## Texto de origem
Recursos Eleitorais. Representação. Captação ilícita de sufrágio. Conduta vedada aos agente públicos em campanha. Improcedência. Eleições 2008. Preliminar de licitude da prova gravada. Acolhida. Filmagens realizadas por um dos interlocutores, ou com seu consentimento, dentro de órgão público e diante de diversas pessoas. Abrandamento do direito fundamental à intimidade. Precedentes. Licitude da mídia filmada e juntada como prova. Mérito. Captação ilícita de sufrágio. Distribuição de senhas para consultas médicas no Sistema Único de Saúde (SUS) em troca de votos. Ausência de provas quanto ao pedido de votos. Condutas vedadas aos agentes públicos em campanha. Art. 73, I, III e IV da Lei nº. 9504/97. Cessão e uso de bem público em favor de candidatura. Ausência de provas. Servidor público ou empregado do Poder Executivo cedido em horário de expediente para atuar em campanha eleitoral. Empregada pertencente ao Poder Legislativo. Não-incidência da restrição do art. 73, III. Distribuição de senhas para consultas médicas no Sistema Único de Saúde em troca de votos. Prática existente desde 2005. Finalidade eleitoral não comprovada. Recursos a que se nega provimento.

(TRE-MG, Recurso Eleitoral n. 6365, Acórdão de 17.09.2009, Relatora: MARIA FERNANDA PIRES CARVALHO PEREIRA, Publicação: DJEMG - Diário de Justiça Eletrônico-TRE/MG, Data 02.10.2009.)

Entendo que, caso fosse a intenção do legislador abarcar também os agentes do Poder Legislativo na vedação prevista no inciso III, teria expressamente consignado a restrição, como ocorrido no inciso II, que prevê usar materiais ou serviços, custeados pelos Governos ou Casas Legislativas. Portanto, a interpretação sistemática das condutas previstas no art. 73 demonstra que o legislador quis excluir os agentes vinculados ao Legislativo, não cabendo ao intérprete efetuar restrição não prevista na legislação eleitoral.

A questão foi analisada recentemente pelo c. TSE, embora em decisão monocrática, no julgamento do Recurso Especial Eleitoral n. 65589, de Relatoria do Ministro João Otávio de Noronha, em 13.08.2014, no qual o Relator entendeu que, tratando-se de servidor que integra o Poder Legislativo, não há como se enquadrar a conduta impugnada na vedação do art. 73, III, da Lei 9.504/97.

O fundamento é a regra de hermenêutica jurídica de que normas que encerrem exceção ou mitigação de direitos devem ser interpretadas restritivamente.

Assim, embora a conduta imputada aos representados seja moralmente reprovável, não há como aplicar a vedação prevista no inciso III do art. 73 da Lei 9.504/97 aos agentes vinculados ao Poder Legislativo, por falta de tipicidade.

Ante o exposto, VOTO pela improcedência da representação e defiro o pedido da Procuradoria Regional Eleitoral de que seja extraído e remetido à Polícia Federal o documento da fl. 91 para instauração de inquérito policial, a fim de apurar indícios de falsidade, devendo ser juntada aos autos sua cópia.

Entradas do conjunto de dados:
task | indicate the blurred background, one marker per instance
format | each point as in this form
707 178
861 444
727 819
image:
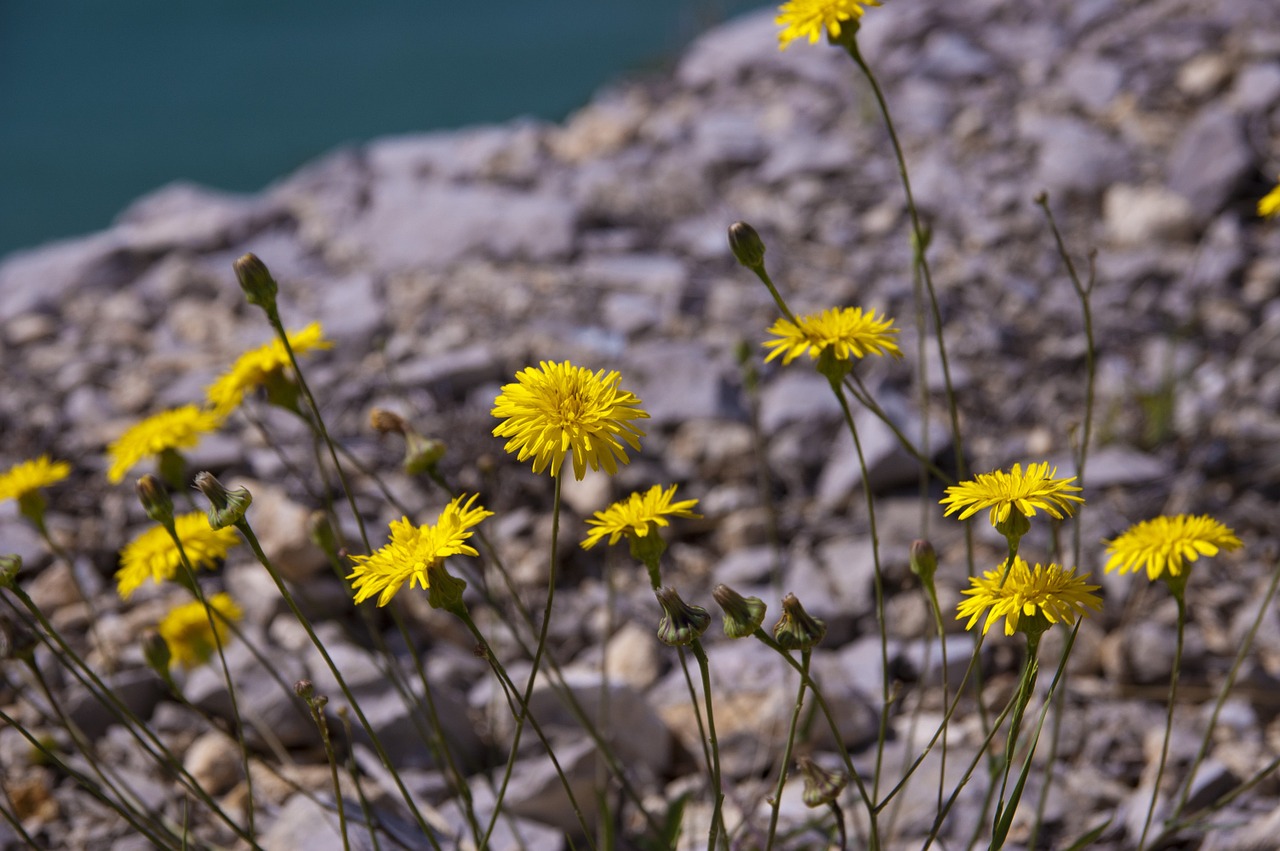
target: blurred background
105 101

## Tarefas propostas
**a)** De acordo com o texto sobre condutas vedadas em campanha, em que data foi julgado o Recurso Especial Eleitoral n. 65589?
**b)** Reproduza literalmente o trecho do texto sobre condutas vedadas em campanha que vai de "Entendo que, caso" até "na legislação eleitoral.", inclusive.
As entradas não são necessárias para realizar as tarefas.

## Questões resolvidas
**a)** Em 13.08.2014.

**b)**
Entendo que, caso fosse a intenção do legislador abarcar também os agentes do Poder Legislativo na vedação prevista no inciso III, teria expressamente consignado a restrição, como ocorrido no inciso II, que prevê usar materiais ou serviços, custeados pelos Governos ou Casas Legislativas. Portanto, a interpretação sistemática das condutas previstas no art. 73 demonstra que o legislador quis excluir os agentes vinculados ao Legislativo, não cabendo ao intérprete efetuar restrição não prevista na legislação eleitoral.